Textausschnitt -
◆ ◆ ◆ ◆ ◆
Der Unabhängige Expertenkreis Antisemitismus, über dessen Abschlussbericht wir heute in dieser Legislatur erstmalig debattieren, hat seine Arbeit 2009 aufgenommen. Ich finde, das ist eine sehr wichtige Arbeit. Das möchte ich ganz deutlich betonen, und ich möchte den Mitgliedern des Expertenkreises ganz herzlich für ihre Arbeit danken.

Es bestehen offensichtlich Probleme bei der öffentlichen Beschäftigung mit dem latenten Antisemitismus in unserer Gesellschaft. Der öffentliche Umgang mit Antisemitismus ist nicht zufriedenstellend. Es wird möglichst viel geschwiegen; denn wo aufgeklärt wird, da gibt es schnell mal einen schlechten Ruf. Das ist vielleicht einer der Gründe dafür, dass der Antisemitismus, der in verschiedenen gesellschaftlichen Bereichen anzutreffen ist, so lange ignoriert wurde. Daher bin ich froh, dass es jetzt eine öffentliche Auseinandersetzung mit dem Thema hier im Plenum des Deutschen Bundestages gibt. Damit machen wir über die Parteigrenzen hinweg klar, dass es mit uns keinen Antisemitismus geben wird und dass wir uns deutlich gegen jede Form von Antisemitismus aussprechen.

Angriffe auf Juden sind in Deutschland leider keine Seltenheit. Ein aktueller Fall aus diesem Frühjahr ist mir besonders in Erinnerung geblieben, nämlich der Fall des Schöneberger Schülers, der sich Sätze anhören musste, wie: Du bist ja eigentlich ein cooler Typ, aber ich kann nicht mit dir befreundet sein; denn Juden sind alle Mörder. – Es geht mir unter die Haut. Solche Sachen sagen Kinder zu Kindern. Das ist erschreckend. Dass die betreffende Berliner Schule auch schon vorher zum Netzwerk „Schule ohne Rassismus“ gehörte, zeigt meiner Meinung nach – und da müssen wir uns ehrlich machen –, wie problematisch solche dauergeförderten Wohlfühlaktionen gegen Rassismus sind: Ein netter Name, alle fühlen sich toll, sind froh, etwas Gutes getan zu haben, aber am Ende hilft es, wie in diesem konkreten Fall, leider doch nichts.

In diesem Zusammenhang sage ich: Ich freue mich über die ausführlichen Handlungsempfehlungen des Unabhängigen Expertenkreises Antisemitismus. Auf wissenschaftlicher Basis schlägt der Expertenkreis eine Menge meiner Meinung nach sehr wichtiger und guter Maßnahmen vor, die jetzt geprüft und dann zügig umgesetzt werden. Das gilt zum Beispiel für die genauere Analyse der Fälle von Antisemitismus und ihre Einordnung durch besser geschulte Polizisten. Das gilt auch für den Vorschlag, die deutsch-israelische Schulbuchkommission bei unseren Maßnahmen besser einzubeziehen; denn Bildung ist ein Kernstück der Prävention.
◆ ◆ ◆ ◆ ◆
Bereitgestelltes Material -
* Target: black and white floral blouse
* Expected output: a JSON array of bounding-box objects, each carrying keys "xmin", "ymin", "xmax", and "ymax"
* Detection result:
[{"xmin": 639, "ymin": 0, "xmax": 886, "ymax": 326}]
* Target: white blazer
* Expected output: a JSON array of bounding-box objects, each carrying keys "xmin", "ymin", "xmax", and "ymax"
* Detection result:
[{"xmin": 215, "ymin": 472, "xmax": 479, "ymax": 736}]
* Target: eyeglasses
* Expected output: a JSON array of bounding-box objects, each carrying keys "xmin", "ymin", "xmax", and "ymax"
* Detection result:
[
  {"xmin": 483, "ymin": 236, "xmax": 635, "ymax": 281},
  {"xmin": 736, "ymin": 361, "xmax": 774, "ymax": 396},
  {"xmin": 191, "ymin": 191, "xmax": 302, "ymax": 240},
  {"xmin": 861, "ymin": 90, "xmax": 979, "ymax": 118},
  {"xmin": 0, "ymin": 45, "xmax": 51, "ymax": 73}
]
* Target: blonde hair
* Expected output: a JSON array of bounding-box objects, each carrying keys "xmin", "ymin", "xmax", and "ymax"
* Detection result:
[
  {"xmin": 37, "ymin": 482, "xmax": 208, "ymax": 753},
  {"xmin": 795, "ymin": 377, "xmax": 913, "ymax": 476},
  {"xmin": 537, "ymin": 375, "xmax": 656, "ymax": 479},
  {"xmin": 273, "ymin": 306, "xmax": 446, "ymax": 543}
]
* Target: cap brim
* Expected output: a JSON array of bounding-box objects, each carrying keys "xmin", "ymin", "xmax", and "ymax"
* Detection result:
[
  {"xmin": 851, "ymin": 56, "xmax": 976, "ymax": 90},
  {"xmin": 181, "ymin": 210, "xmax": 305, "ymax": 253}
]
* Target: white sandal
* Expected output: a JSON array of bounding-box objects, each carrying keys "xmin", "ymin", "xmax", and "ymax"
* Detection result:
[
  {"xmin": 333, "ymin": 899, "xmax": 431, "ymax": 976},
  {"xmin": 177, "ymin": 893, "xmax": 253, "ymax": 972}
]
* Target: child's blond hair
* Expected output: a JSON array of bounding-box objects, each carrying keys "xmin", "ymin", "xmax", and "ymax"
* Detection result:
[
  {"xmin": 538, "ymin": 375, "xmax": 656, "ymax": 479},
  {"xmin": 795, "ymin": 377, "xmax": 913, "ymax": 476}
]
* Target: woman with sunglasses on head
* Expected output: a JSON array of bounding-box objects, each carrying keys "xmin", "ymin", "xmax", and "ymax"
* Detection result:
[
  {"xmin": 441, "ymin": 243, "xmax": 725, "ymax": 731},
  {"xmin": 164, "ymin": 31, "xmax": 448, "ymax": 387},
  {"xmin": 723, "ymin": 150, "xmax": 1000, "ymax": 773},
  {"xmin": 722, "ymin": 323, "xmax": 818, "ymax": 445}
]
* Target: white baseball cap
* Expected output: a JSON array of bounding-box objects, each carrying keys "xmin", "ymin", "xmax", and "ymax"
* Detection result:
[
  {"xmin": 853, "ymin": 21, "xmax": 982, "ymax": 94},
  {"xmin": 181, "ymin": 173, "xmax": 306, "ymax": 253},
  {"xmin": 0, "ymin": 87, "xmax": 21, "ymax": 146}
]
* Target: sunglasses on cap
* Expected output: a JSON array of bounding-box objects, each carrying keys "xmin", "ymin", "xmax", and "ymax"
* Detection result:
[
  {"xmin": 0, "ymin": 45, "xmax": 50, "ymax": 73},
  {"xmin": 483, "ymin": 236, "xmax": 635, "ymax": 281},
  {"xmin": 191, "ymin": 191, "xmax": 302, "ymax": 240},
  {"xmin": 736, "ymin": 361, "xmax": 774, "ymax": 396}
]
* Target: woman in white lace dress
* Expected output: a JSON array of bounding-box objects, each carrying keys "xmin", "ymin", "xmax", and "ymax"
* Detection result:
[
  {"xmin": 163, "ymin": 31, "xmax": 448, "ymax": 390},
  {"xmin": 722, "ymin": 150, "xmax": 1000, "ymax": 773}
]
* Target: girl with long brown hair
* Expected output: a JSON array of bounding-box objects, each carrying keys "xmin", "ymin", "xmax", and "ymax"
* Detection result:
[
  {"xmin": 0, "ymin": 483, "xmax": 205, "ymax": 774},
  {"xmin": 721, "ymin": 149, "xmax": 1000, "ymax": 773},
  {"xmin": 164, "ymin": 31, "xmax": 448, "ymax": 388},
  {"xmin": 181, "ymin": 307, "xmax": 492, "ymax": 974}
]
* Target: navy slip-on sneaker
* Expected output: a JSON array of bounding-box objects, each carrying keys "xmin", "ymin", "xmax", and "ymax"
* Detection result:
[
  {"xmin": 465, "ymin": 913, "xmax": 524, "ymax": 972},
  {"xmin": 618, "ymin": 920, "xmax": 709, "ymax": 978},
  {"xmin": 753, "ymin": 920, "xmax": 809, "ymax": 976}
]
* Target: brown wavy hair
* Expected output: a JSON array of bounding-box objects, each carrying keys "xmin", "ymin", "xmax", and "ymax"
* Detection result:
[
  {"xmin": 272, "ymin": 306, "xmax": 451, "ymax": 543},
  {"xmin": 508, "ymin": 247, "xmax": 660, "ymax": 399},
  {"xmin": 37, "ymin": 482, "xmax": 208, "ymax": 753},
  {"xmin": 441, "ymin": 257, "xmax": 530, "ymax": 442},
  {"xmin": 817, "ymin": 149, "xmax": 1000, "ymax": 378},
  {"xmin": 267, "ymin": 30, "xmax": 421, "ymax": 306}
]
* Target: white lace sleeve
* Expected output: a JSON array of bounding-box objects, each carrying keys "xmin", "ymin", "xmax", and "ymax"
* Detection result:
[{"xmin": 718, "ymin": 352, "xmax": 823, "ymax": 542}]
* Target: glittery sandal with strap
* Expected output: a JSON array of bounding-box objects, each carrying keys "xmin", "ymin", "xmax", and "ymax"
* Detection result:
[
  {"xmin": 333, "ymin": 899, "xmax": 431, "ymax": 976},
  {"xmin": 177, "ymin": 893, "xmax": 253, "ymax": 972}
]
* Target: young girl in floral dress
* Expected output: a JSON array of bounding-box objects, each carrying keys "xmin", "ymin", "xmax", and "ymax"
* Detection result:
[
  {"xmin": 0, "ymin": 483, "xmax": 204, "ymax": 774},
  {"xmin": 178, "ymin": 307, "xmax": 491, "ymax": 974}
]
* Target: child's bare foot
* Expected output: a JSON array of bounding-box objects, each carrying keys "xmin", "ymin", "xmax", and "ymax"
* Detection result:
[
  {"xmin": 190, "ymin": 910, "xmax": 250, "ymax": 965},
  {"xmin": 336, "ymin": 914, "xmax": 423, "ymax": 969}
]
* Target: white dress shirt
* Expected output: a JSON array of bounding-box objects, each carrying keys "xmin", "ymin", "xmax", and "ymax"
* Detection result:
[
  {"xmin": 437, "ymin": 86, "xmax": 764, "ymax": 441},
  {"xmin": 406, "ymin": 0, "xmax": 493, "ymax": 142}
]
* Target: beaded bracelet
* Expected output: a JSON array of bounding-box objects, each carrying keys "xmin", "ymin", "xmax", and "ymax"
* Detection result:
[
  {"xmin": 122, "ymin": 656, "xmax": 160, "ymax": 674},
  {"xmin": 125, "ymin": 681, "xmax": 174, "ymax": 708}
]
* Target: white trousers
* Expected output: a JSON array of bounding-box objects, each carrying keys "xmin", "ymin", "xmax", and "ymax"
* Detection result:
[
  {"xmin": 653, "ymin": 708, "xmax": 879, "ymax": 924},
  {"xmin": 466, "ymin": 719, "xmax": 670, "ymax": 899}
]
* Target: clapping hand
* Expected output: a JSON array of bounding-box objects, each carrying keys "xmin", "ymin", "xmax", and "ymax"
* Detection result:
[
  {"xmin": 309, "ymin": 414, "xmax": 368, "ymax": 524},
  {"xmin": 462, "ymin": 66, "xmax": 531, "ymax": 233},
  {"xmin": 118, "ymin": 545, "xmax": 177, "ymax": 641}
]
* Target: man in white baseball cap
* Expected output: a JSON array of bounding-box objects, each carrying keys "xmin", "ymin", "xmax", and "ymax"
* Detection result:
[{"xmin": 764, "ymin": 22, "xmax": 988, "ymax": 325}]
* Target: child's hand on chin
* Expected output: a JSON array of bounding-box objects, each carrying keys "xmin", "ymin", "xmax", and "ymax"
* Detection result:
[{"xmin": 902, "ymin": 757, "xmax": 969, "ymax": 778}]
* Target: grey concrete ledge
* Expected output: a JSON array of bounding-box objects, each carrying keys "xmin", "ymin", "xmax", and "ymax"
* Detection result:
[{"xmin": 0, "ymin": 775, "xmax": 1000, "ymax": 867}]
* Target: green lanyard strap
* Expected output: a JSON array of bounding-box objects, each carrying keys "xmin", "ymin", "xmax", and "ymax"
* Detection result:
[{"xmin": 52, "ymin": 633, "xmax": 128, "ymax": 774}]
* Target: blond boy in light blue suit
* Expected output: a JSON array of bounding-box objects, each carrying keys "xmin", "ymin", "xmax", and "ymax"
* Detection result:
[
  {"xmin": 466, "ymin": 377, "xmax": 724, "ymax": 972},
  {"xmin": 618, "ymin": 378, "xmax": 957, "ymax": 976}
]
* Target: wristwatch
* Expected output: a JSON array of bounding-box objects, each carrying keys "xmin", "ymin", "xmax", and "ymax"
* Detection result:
◆ ◆ ◆ ◆ ◆
Folgendes bearbeiten -
1: In welchem Jahr hat der Unabhängige Expertenkreis Antisemitismus laut dem Textausschnitt seine Arbeit aufgenommen?
2: Fassen Sie den Absatz des Textausschnitts, der mit „Es bestehen offensichtlich Probleme“ beginnt, kürzer zusammen und behalten Sie dabei die wesentlichen Aussagen bei.
3: Schreiben Sie den Teil des Textausschnitts wortgetreu nieder, beginnend mit „Angriffe auf Juden“ und fortlaufend bis einschließlich „leider doch nichts.“.
Die Datensätze werden zur Bearbeitung nicht benötigt.

Gelöste Aufgaben -
1: Im Jahr 2009.

2: Die öffentliche Beschäftigung mit dem latenten Antisemitismus in der Gesellschaft ist problematisch und nicht zufriedenstellend. Meist wird geschwiegen, weil Aufklärung schnell einen schlechten Ruf einbringt. Das könnte ein Grund sein, warum der Antisemitismus in verschiedenen gesellschaftlichen Bereichen so lange ignoriert wurde. Die Debatte im Plenum des Deutschen Bundestages macht parteiübergreifend klar, dass es keinen Antisemitismus geben wird und man sich gegen jede Form davon ausspricht.

3:
Angriffe auf Juden sind in Deutschland leider keine Seltenheit. Ein aktueller Fall aus diesem Frühjahr ist mir besonders in Erinnerung geblieben, nämlich der Fall des Schöneberger Schülers, der sich Sätze anhören musste, wie: Du bist ja eigentlich ein cooler Typ, aber ich kann nicht mit dir befreundet sein; denn Juden sind alle Mörder. – Es geht mir unter die Haut. Solche Sachen sagen Kinder zu Kindern. Das ist erschreckend. Dass die betreffende Berliner Schule auch schon vorher zum Netzwerk „Schule ohne Rassismus“ gehörte, zeigt meiner Meinung nach – und da müssen wir uns ehrlich machen –, wie problematisch solche dauergeförderten Wohlfühlaktionen gegen Rassismus sind: Ein netter Name, alle fühlen sich toll, sind froh, etwas Gutes getan zu haben, aber am Ende hilft es, wie in diesem konkreten Fall, leider doch nichts.